◆ **TASK SET**
1. In the Chromium debugging thread, what GDB command did the writer set for SIGILL?
2. Return the passage of the Chromium debugging thread between "I have Chromium" and "the signal/crash handler?", inclusive.

***** PROVIDED PASSAGE *****

2024-06-03 Thread Daniel Richard G.
I'm going to need a spot of help with this.

I have Chromium running under GDB, with surprisingly low overhead (I can
browse like normal if I drop the --single-process flag). As far as I
could find, the "trap invalid opcode" error reported in syslog is
synonymous with a SIGILL, so I set "handle SIGILL stop pass".
Unfortunately, the trap errors continue to occur without GDB stopping
execution.

Do you know how to set this up to get to a backtrace? Maybe a way of
disabling the signal/crash handler?



Bug#1072299: Compositor-related crashes

2024-05-31 Thread Daniel Richard G.
On Fri, 2024 May 31 21:49-04:00, Andres Salomon wrote:
> Oh! Apparently my info is outdated. According to 
> , this was fixed back in August. It does 
> indeed look like
>  
> has the dbgsym packages for .141.

***** ITEMS *****

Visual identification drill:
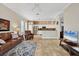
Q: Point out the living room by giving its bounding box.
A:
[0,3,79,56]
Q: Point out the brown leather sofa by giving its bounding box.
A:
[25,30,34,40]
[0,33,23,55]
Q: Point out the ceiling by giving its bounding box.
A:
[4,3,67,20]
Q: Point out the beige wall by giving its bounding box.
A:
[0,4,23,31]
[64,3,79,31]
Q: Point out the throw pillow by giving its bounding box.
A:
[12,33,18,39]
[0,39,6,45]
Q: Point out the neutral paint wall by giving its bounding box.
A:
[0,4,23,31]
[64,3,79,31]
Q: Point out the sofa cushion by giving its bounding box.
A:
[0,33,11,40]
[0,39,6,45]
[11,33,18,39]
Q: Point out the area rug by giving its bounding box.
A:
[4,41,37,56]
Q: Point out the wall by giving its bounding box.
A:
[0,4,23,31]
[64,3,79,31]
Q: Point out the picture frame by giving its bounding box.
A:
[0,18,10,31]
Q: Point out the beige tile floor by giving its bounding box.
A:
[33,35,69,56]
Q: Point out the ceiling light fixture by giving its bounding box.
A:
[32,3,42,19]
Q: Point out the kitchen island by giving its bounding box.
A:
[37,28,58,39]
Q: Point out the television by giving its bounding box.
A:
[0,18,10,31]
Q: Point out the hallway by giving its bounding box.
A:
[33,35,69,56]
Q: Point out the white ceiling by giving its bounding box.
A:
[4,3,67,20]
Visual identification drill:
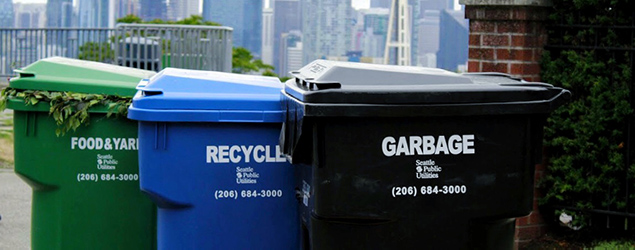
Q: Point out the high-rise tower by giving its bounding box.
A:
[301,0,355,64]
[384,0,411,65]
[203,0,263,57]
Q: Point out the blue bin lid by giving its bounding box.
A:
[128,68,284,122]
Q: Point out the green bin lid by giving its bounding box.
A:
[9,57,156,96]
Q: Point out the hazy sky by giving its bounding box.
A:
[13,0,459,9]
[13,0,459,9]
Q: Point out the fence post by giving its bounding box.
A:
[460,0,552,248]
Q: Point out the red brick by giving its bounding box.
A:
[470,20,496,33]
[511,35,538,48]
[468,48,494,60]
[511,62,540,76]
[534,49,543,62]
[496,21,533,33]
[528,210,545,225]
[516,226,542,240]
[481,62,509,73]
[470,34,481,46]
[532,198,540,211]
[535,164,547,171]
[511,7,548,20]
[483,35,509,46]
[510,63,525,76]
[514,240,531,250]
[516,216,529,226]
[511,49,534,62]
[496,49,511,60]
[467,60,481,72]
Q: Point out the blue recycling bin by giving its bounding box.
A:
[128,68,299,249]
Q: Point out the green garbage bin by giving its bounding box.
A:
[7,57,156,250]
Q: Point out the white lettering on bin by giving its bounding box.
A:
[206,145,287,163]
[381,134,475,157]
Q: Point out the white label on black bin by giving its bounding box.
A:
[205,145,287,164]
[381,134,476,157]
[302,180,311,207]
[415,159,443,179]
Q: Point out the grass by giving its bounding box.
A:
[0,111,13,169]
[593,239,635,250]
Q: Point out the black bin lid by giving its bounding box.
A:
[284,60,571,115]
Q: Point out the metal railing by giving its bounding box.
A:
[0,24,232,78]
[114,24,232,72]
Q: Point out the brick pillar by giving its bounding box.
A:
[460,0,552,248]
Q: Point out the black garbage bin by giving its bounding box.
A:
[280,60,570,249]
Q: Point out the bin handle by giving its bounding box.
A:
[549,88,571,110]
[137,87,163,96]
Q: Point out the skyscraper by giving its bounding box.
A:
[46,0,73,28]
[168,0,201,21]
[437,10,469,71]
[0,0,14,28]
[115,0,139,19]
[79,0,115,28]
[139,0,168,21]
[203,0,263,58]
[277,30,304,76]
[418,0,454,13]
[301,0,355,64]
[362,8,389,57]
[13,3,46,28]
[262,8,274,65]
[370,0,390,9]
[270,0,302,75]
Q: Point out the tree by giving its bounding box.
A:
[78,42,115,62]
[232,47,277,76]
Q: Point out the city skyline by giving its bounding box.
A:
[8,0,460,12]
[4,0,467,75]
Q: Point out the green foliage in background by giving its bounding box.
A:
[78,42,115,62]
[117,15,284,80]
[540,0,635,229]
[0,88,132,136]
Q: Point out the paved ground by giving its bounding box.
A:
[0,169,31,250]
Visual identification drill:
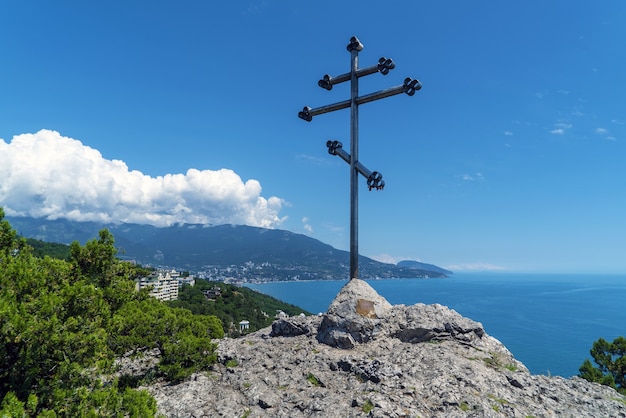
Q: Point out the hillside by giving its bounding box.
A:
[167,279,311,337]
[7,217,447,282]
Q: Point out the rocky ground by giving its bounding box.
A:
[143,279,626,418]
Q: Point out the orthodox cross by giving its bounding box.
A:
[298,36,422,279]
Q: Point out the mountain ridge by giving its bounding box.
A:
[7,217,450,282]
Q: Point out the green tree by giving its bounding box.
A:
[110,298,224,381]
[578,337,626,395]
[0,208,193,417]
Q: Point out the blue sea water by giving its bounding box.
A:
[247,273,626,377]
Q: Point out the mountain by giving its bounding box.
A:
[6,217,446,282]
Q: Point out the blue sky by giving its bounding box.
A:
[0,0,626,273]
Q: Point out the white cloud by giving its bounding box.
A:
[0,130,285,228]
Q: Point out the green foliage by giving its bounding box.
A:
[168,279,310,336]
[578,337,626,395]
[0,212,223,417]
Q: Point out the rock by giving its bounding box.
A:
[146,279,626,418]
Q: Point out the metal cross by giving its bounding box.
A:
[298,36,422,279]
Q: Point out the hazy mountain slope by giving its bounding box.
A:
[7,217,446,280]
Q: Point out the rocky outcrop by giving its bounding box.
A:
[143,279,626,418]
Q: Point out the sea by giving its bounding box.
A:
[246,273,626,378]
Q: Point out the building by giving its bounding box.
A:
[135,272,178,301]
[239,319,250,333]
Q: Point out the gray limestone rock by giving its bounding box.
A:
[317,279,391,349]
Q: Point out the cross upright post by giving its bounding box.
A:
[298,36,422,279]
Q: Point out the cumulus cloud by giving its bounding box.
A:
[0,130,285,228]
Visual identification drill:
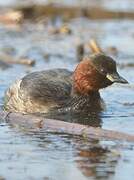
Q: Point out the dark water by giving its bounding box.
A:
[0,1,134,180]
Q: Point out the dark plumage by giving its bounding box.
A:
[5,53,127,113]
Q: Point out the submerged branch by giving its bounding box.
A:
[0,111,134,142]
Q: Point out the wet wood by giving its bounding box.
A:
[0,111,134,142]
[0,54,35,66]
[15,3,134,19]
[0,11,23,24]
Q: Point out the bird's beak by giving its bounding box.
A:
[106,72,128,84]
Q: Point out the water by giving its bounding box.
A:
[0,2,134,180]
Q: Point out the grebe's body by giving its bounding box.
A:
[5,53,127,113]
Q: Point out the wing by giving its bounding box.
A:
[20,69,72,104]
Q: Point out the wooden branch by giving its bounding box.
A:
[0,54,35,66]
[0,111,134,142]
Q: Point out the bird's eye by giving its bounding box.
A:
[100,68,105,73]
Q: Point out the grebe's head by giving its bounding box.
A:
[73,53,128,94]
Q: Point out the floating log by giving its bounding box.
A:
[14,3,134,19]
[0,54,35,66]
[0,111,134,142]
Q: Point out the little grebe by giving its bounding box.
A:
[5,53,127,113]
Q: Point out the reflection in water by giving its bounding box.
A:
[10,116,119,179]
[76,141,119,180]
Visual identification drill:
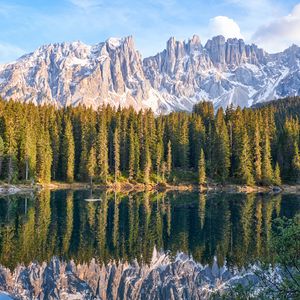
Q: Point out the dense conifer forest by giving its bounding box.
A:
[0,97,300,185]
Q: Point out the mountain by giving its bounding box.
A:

*****

◆ **EXPECTED ANSWERS**
1. "handle SIGILL stop pass"

2.
I have Chromium running under GDB, with surprisingly low overhead (I can
browse like normal if I drop the --single-process flag). As far as I
could find, the "trap invalid opcode" error reported in syslog is
synonymous with a SIGILL, so I set "handle SIGILL stop pass".
Unfortunately, the trap errors continue to occur without GDB stopping
execution.

Do you know how to set this up to get to a backtrace? Maybe a way of
disabling the signal/crash handler?